-------- Document section

Every time child experiences an unmet need, they have to learn ways to cope and survive these needs not being met. These ways of coping are helpful and adaptive in childhood as they allowed the child to cope, but these schemas can cause problems in adulthood and later life as they are rigid and persistent.
Schemas are like long term character traits.
Schemas develop when our core needs our not met.
Through his extensive research and development of the schema model, Young et al (2003) identified 18 schemas which he grouped into 5 domains.
​
These 5 separate domains map onto the basic core emotional needs.
Coping Styles
Schema therapy identifies 3 broad coping styles: overcompensation, avoidance and surrender. These coping strategies our linked to our innate/biological drive to respond to threat and can be defined as fight, flight and freeze.
Overcompensation – fight
Person thinks and behaves in the opposite way to the schema
Avoidance – flight
Person tries to escape from activating the schema
Surrender – freeze
The person gives into the schema, believing the schema is true and behaves accordingly
Our coping styles are not fixed, they can vary across situations or at different times in a person’s life. Most people have a predisposition for a certain style. This can depend on their temperament and what they have experienced as a child in their social environment.

----------------
-------- Raw data

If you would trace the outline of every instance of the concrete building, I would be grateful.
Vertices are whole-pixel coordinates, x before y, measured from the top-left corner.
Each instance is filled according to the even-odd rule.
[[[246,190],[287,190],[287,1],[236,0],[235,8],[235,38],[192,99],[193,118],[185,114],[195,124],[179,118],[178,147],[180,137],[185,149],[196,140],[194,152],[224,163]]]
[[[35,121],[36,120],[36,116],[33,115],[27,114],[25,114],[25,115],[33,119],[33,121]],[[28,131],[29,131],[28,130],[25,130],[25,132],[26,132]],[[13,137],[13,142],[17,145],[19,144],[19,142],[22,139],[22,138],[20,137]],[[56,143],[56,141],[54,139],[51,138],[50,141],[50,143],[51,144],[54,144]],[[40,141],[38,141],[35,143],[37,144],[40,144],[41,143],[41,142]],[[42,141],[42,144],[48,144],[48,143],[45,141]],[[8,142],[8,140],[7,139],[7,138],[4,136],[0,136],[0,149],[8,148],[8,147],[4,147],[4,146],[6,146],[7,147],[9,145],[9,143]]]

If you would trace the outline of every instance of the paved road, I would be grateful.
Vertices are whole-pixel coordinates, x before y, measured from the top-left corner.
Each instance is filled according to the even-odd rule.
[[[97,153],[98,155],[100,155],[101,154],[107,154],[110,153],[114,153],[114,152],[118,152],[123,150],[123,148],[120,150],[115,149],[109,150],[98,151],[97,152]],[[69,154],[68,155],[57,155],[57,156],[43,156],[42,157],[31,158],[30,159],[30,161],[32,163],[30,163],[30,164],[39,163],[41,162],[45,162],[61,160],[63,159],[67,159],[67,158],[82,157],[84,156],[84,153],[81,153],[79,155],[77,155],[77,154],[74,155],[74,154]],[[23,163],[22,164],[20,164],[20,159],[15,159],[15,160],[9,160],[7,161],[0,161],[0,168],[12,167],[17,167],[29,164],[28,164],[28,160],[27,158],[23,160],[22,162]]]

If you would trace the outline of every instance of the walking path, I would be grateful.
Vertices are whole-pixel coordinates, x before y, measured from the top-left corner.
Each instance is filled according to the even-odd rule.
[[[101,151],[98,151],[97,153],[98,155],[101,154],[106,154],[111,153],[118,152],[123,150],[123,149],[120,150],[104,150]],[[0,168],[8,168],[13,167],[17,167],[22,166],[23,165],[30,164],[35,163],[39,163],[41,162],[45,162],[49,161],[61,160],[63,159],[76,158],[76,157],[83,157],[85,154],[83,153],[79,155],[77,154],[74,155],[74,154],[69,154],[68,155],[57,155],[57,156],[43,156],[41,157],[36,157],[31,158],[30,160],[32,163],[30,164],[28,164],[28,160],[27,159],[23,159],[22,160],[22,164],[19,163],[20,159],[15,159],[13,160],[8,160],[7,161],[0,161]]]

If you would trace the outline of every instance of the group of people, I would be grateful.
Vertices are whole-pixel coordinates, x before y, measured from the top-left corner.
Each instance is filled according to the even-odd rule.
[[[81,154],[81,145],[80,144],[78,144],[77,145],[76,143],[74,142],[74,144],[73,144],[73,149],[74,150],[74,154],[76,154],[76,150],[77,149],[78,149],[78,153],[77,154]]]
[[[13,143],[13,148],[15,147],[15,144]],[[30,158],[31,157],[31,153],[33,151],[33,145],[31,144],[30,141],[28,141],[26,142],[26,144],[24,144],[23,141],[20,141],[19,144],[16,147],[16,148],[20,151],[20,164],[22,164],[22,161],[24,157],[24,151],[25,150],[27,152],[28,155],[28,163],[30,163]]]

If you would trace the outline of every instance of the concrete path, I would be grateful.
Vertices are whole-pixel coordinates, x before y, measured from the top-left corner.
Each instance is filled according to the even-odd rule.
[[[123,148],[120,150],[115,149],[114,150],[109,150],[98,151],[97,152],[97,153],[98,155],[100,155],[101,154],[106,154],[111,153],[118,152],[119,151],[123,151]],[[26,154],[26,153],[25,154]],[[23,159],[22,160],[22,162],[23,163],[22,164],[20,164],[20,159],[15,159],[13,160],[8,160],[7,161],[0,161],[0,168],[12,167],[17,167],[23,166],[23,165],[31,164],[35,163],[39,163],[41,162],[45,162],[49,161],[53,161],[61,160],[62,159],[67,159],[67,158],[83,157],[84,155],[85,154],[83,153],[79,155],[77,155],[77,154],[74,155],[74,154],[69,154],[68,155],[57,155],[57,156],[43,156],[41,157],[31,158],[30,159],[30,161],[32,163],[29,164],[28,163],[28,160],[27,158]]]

----------------

[Work to be completed] Repeat everything in the schema therapy passage from "Every time child" down to "our not met.". These entries have no connection to the schema therapy passage.

[Solution to the exercise]
Every time child experiences an unmet need, they have to learn ways to cope and survive these needs not being met. These ways of coping are helpful and adaptive in childhood as they allowed the child to cope, but these schemas can cause problems in adulthood and later life as they are rigid and persistent.
Schemas are like long term character traits.
Schemas develop when our core needs our not met.